Source excerpt:
^^^^^^^^^^^^^^^^
On November 21, 2006, GNC Corporation (GNC) and GNC Parent Corporation
(Parent), a newly formed holding company that owns 100% of the issued and outstanding
shares of common stock, par value $0.01 per share (the Common Stock), of GNC, entered
into an Amended and Restated Stock Purchase Agreement (the Stock Purchase Agreement),
pursuant to which GNC issued and sold to Parent a total of 10,578,995 shares of Common Stock for
the aggregate purchase price of $130,439,008.35, or $12.33 per share. The purpose of the stock
purchase was to fund a portion of GNCs previously announced redemption of its Series A Preferred
Stock (as defined below) and was funded by Parent from net proceeds of the Notes Offering (as
defined below). The description of the Stock Purchase Agreement contained herein does not purport
to be complete and is qualified in its entirety by reference to the Stock Purchase Agreement, a
copy of which is attached as Exhibit 10.1 and is incorporated herein by reference.
Item 8.01 Other Events.
Press Release Notes Offering
On November 21, 2006, Parent issued a press release to announce the closing of Parents
offering of $425.0 million in aggregate principal amount of floating rate senior PIK notes due 2011
(the Notes Offering). The description of the press release contained herein does not
purport to be complete and is qualified in its entirety by reference to the press release, a copy
of which is attached as Exhibit 99.1 and is incorporated herein by reference.
^^^^^^^^^^^^^^^^
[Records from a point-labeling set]

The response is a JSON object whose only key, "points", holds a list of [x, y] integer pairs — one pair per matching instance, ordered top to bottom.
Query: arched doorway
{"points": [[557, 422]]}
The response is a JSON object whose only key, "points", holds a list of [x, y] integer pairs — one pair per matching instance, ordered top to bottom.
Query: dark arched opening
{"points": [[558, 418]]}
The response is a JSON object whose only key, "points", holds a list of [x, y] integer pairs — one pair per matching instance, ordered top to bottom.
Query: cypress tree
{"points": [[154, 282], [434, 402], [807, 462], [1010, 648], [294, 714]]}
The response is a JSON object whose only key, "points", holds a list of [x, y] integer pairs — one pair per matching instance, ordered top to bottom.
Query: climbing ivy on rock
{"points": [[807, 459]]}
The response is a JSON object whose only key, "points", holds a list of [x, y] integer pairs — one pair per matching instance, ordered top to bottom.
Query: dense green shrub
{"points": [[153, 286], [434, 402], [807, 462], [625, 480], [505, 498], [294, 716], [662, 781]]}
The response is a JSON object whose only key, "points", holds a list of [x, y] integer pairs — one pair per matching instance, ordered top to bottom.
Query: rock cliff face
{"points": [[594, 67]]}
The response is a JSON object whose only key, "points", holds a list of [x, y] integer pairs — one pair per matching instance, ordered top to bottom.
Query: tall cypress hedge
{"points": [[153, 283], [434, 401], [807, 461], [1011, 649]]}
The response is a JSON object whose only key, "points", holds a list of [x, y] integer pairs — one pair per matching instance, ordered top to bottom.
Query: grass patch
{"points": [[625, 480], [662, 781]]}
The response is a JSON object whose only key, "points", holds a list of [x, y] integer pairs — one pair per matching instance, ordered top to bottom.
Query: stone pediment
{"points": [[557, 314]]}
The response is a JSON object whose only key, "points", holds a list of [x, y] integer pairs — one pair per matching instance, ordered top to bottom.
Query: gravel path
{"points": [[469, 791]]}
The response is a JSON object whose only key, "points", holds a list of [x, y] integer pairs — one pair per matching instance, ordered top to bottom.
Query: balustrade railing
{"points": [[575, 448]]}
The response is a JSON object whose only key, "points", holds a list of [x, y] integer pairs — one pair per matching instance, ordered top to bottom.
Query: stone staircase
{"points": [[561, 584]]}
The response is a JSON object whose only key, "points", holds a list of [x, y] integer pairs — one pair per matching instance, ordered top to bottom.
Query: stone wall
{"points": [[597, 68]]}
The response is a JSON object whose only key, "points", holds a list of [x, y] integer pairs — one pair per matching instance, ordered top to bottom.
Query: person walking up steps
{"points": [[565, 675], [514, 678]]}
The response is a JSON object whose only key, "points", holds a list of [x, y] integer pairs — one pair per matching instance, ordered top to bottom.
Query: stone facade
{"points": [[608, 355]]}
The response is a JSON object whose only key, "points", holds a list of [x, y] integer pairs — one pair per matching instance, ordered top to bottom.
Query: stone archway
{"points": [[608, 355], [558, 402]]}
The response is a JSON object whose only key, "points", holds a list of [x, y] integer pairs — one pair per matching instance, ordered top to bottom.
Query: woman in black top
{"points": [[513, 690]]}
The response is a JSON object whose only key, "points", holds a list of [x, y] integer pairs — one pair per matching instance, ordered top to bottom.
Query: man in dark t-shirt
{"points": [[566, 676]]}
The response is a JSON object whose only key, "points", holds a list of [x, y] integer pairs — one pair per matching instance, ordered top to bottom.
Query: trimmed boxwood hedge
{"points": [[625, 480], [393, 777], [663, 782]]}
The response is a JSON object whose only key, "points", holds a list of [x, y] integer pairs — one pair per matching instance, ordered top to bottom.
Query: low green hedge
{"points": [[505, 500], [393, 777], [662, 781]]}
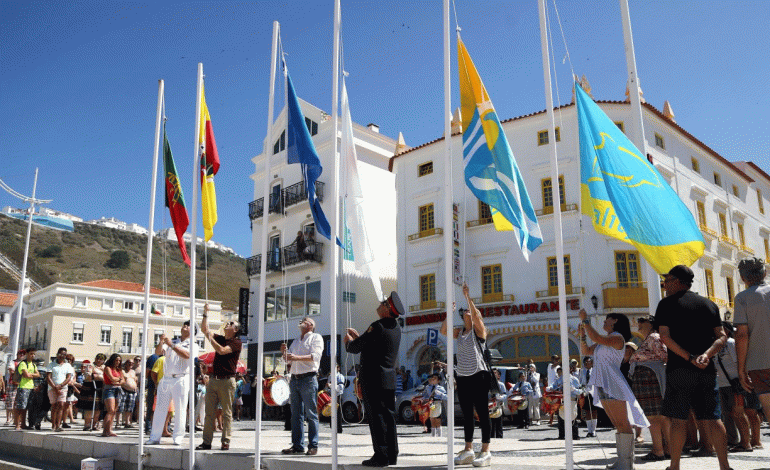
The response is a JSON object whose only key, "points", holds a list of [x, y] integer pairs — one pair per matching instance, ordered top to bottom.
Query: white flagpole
{"points": [[637, 132], [267, 149], [448, 212], [334, 232], [194, 241], [559, 242], [148, 269]]}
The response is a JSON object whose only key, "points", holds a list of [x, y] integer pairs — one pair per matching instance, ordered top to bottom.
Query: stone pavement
{"points": [[532, 449]]}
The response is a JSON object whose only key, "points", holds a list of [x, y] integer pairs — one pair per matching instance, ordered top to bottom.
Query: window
{"points": [[312, 126], [542, 137], [659, 142], [280, 144], [695, 164], [425, 169], [547, 190], [701, 213], [426, 218], [722, 224], [627, 268], [553, 276], [492, 283], [709, 283], [428, 291], [77, 332], [106, 335]]}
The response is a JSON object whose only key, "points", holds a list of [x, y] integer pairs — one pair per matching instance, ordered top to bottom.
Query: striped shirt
{"points": [[469, 358]]}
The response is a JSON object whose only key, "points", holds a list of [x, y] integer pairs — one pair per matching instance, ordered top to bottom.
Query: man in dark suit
{"points": [[379, 348]]}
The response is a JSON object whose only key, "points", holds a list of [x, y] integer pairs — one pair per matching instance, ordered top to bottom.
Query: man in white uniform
{"points": [[175, 385]]}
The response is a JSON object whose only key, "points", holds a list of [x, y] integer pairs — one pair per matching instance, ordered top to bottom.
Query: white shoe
{"points": [[465, 457], [484, 459]]}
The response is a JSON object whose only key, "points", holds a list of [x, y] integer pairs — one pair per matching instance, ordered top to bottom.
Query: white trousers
{"points": [[178, 390]]}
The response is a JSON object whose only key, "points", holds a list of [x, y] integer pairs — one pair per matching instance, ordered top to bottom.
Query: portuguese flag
{"points": [[175, 198]]}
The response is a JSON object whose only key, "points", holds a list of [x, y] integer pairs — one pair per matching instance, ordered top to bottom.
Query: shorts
{"points": [[761, 381], [691, 388], [57, 396], [22, 397], [127, 402]]}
^^^^^^^^^^^^^^^^
Required work:
1. Write out, word for word, the part of the GNC filing excerpt that opens with the words containing "Item 8.01 Other" and closes with "99.1 and is incorporated herein by reference.".
2. Show each line of the records that contains the string "rock", copying every such line in full.

Exercise answers:
1.
Item 8.01 Other Events.
Press Release Notes Offering
On November 21, 2006, Parent issued a press release to announce the closing of Parents
offering of $425.0 million in aggregate principal amount of floating rate senior PIK notes due 2011
(the Notes Offering). The description of the press release contained herein does not
purport to be complete and is qualified in its entirety by reference to the press release, a copy
of which is attached as Exhibit 99.1 and is incorporated herein by reference.

2.
Query: climbing ivy on rock
Query: rock cliff face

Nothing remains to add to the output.